Text

= = = = = = =

The Bill & Melinda Gates Foundation today announced, together with more than a dozen drug makers and others, a new initiative aimed at fighting a select group of mostly developing world ailments called “neglected tropical diseases” such as river blindness, parasitic elephantiasis and others.
These diseases affect an estimated 1.4 billion people, killing perhaps half a million a year, but have not been high on the global health radar screen. As Dr. Peter Hotez writes for Huffington Post, for only 50 cents per child many of these diseases may now be eliminated.
The new public-private initiative aims to rid the world of 10 of these diseases by 2020.
It’s widely regarded as a positive step forward for global health, but there are some important questions that went unanswered:
- What is a neglected disease? This is actually a hotly debated question in global health circles right now.
- Many think the solution to fighting diseases of poverty should be to focus on poverty as much as on disease. Will this initiative get at the root problem or just address symptoms?
We’ll get back to the neglected issues of neglected diseases in a bit. First, more on the news:
For this initiative called the London Declaration on Neglected Diseases, the Gates Foundation pledged $363 million to support research into new treatments. Drug makers like GlaxoSmithKline, Merck, Johnson & Johnson and others have likewise pledged to step up research as well as to expand donation programs of medications to poor countries.
Others involved in the initiative include the World Bank, the United Arab Emirates as well as the U.S. and U.K. governments The total estimated commitment is $785 million.

= = = = = = =

Information given
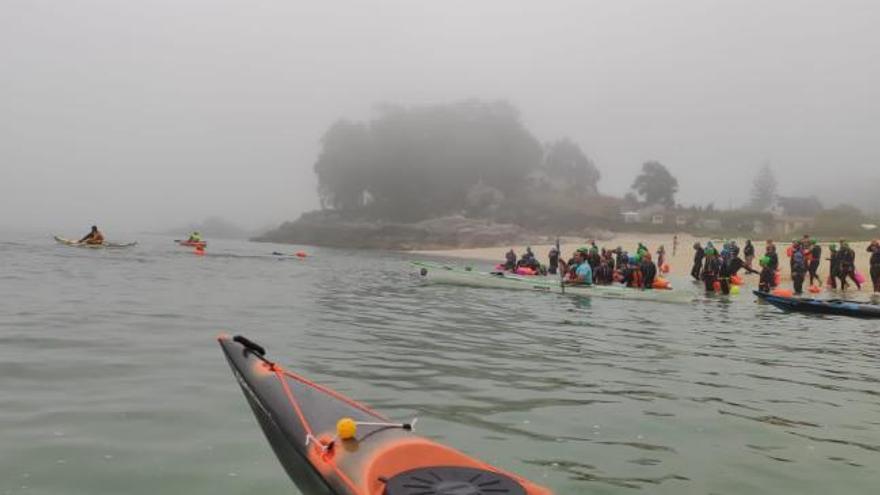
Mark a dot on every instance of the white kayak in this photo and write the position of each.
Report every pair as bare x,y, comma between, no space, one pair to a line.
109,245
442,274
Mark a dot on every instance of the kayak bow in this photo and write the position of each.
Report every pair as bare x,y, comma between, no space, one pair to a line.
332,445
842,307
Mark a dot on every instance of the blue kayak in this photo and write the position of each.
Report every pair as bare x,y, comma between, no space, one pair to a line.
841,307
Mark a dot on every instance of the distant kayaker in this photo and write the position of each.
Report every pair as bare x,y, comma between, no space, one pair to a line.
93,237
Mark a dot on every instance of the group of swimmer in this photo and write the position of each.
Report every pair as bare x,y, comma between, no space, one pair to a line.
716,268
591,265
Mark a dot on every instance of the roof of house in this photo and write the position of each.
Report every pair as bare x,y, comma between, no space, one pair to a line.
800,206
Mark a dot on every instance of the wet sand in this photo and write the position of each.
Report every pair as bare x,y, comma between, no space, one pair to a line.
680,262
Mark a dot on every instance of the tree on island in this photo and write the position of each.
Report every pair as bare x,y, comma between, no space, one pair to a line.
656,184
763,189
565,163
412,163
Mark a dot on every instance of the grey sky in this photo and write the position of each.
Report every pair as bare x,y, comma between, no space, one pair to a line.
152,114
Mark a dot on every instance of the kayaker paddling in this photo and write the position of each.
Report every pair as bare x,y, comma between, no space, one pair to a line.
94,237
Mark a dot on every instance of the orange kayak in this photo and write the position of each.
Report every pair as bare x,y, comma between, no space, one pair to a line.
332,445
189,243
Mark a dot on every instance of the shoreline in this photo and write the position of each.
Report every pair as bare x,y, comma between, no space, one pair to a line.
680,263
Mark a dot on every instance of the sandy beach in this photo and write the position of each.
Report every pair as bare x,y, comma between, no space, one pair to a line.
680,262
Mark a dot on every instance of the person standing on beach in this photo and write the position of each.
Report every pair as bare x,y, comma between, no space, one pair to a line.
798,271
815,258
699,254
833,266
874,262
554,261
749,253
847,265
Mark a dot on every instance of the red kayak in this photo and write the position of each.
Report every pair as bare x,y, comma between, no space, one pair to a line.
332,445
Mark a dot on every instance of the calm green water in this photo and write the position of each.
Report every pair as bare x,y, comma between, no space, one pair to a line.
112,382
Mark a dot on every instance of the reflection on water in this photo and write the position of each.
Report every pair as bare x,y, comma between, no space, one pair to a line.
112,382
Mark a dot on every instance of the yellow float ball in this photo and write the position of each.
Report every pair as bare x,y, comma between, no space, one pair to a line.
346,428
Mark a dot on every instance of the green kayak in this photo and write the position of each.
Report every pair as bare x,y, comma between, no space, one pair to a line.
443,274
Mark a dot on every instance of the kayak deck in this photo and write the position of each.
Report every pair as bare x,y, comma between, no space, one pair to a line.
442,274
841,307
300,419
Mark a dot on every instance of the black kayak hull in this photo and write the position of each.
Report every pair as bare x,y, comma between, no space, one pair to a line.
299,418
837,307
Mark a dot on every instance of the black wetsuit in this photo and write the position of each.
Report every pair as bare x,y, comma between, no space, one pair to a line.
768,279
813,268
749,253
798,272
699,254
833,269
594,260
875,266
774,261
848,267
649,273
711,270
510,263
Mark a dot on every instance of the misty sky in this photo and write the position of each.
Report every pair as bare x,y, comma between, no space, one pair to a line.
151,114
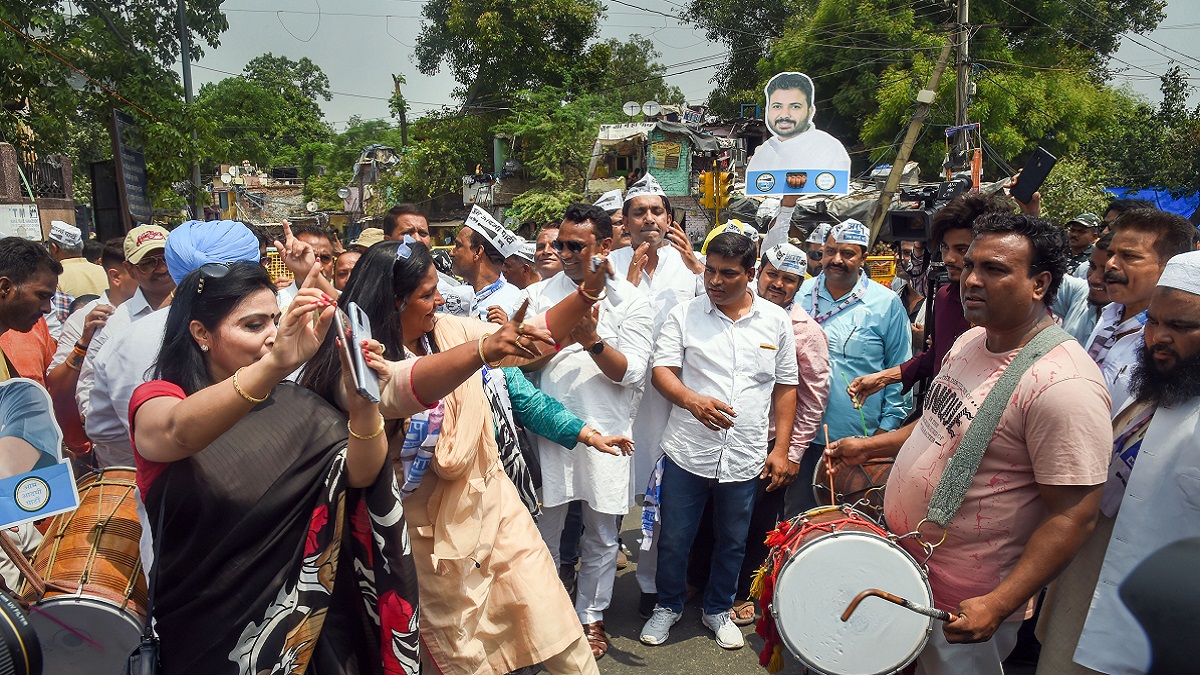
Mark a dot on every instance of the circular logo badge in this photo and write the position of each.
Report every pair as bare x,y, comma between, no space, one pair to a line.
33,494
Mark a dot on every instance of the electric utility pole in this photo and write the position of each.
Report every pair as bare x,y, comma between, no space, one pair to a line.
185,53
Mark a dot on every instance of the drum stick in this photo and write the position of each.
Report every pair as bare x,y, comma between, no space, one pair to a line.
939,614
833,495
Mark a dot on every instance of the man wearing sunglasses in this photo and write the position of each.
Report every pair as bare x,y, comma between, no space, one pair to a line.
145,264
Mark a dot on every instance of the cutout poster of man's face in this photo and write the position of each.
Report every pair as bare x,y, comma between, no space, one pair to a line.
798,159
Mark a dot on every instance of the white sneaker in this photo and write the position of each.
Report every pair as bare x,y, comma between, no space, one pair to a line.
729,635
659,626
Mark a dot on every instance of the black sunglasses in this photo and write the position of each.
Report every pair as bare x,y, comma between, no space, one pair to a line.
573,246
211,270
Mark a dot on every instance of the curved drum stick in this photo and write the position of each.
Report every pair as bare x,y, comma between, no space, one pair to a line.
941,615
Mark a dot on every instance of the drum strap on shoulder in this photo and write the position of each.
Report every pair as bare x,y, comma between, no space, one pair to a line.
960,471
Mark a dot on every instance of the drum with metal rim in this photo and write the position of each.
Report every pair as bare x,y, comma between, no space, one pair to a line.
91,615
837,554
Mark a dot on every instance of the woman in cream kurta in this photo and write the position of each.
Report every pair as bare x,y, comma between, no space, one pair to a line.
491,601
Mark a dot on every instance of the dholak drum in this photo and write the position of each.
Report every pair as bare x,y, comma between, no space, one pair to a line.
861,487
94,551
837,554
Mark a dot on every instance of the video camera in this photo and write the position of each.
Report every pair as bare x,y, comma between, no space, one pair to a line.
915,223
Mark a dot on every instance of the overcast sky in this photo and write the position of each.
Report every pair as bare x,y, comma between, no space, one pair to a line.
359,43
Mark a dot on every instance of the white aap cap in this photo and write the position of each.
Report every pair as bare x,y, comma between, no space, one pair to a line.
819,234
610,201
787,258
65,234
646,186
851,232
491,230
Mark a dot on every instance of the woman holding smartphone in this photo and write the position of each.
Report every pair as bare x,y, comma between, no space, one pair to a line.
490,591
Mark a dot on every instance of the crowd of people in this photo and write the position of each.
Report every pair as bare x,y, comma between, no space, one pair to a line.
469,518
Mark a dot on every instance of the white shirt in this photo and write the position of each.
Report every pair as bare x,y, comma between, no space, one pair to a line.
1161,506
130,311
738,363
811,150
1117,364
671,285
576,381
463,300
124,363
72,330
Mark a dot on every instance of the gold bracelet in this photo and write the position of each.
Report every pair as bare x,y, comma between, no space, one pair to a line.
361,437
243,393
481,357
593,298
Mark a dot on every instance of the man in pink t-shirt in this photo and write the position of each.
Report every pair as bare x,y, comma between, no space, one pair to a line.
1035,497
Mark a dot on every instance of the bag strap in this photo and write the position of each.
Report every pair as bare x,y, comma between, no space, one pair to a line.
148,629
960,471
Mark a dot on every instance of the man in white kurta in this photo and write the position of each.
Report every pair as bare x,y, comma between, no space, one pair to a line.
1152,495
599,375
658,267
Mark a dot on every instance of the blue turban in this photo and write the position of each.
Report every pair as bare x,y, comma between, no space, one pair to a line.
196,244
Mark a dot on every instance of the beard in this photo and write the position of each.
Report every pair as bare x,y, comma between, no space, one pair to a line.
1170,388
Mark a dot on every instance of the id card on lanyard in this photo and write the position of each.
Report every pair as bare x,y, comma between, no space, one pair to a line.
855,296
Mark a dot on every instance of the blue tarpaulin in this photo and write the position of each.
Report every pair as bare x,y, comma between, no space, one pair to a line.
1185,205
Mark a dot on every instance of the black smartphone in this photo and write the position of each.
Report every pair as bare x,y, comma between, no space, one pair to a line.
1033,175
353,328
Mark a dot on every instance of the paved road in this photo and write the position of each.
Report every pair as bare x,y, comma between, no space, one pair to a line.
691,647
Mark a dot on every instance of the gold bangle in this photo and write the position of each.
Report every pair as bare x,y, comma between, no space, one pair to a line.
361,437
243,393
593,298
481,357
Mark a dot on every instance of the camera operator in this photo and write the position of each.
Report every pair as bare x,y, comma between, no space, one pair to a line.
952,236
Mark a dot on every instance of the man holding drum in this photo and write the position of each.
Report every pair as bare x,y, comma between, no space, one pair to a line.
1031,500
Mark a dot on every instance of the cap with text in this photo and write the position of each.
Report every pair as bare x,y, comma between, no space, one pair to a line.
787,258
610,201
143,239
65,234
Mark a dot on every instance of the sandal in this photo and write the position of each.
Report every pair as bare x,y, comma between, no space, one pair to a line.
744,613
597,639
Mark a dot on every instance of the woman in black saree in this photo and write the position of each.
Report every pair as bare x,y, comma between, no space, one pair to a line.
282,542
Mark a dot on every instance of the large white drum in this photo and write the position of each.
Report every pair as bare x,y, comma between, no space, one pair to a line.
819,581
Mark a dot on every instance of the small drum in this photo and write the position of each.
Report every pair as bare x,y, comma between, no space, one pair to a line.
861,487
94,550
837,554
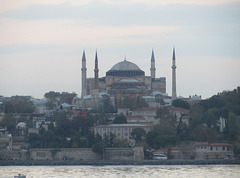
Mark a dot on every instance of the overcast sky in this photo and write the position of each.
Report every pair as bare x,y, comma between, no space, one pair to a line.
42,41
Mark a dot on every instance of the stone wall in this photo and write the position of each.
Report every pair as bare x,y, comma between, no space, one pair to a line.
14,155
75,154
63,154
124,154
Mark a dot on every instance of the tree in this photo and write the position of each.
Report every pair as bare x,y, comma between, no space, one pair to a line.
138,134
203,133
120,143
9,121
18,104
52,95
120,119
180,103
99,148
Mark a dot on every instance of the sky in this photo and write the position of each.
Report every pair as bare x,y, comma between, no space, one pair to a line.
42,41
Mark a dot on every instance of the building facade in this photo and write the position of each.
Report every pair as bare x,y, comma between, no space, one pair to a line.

= = = = = = =

Questions
**A)** According to the text on neglected tropical diseases, how much did the Gates Foundation pledge to support research into new treatments?
**B)** Write the next part of the text on the neglected tropical diseases initiative, continuing after its final sentence.
The records are separate material and are not part of the text on the neglected tropical diseases initiative.

Outputs for the tasks
**A)** $363 million.

**B)**
The size and scope of this commitment to fighting neglected diseases, or neglected tropical diseases (NTDs), is what’s new here. The idea of drug makers donating drugs to the poor is not new.
Merck, for example, has for many decades donated its drug mectizan (originally developed to deal with worms in dogs) to fight river blindness in Africa. In 1998, Glaxo teamed up with Merck to donate in combination a drug against lymphatic filiariasis (elephantiasis). The program has had a significant impact in reducing these diseases throughout sub-Saharan Africa.
The Carter Center’s work aimed at eradicating one neglected disease, guinea worm, received a special boost of $40 million with this announcement. Guinea worm, a horrific parasitic disease, has almost been eradicated thanks to decades of work by President Jimmy Carter’s philanthropy throughout Africa.
Some of the news reports on this announcement
NPR A Bid to Replace Neglect for Tropical Diseases With Attention
Bloomberg Drugmakers join Gates Foundation in tropical diseases fight
Guardian Drug companies join forces to combat deadliest tropical diseases
CNN Gates Pledges $363 million to fight tropical diseases
Most of the media just covered the basics of this announcement, stating what the initiative was intended to accomplish and who was promising to do what. Unlike some select journalists who got the information in advance, I didn’t get word of this announcement until after it was made.
So I’ve had to scramble a bit to try to put it in perspective. Let’s return to my questions:
1. What is a neglected disease?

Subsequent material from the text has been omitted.